## [EXCERPTED TEXT]
| Rapid Assessment Procedures: Qualitative Methodologies for Planning and Evaluation of Health Related Programmes (International Nutrition Foundation for Developing Countries - INFDC, 1992, 528 pages) |
| Section II: Development and applications of rapid assessment procedures in Africa, Asia and the Americas |
![]() | 21. Interview-based diagnosis of illness and causes of death in children |
Certain diseases have characteristic symptoms and signs that, in association often form a relatively distinct clinical syndrome. The objective of an interview based diagnosis is to identify such medical syndromes using information about the illness elicited from relatives, and the approach is most useful when the characteristic symptoms and signs of the disease are sufficiently distinctive to differentiate the disease of interest from other conditions with which it might be confused. In essence the interview attempts to replicate elements of a conventional medical history used to establish a differential diagnosis (i.e., a list of conditions consistent with a patient's symptoms and signs). However, unlike a physician's diagnosis, the interview may not establish a definitive diagnosis because there is no confirmatory information derived from physical examination by a trained health professional, nor information from medical investigations, laboratory tests or autopsy. There is, therefore, inevitable uncertainty in the accuracy of verbal autopsy diagnosis.

## [MATERIAL PROVIDED]
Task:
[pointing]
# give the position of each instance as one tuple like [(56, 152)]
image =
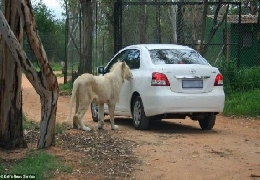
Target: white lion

## [WHAT TO DO]
According to the passage on interview-based diagnosis, why might the interview fail to establish a definitive diagnosis the way a physician's diagnosis can? Answer in one to three sentences. Rely only on the passage on interview-based diagnosis, not on the rows.

## [RESULT OF THE EXERCISE]
The interview lacks confirmatory information from a physical examination by a trained health professional. It also lacks information from medical investigations, laboratory tests or autopsy, so its diagnosis carries inevitable uncertainty.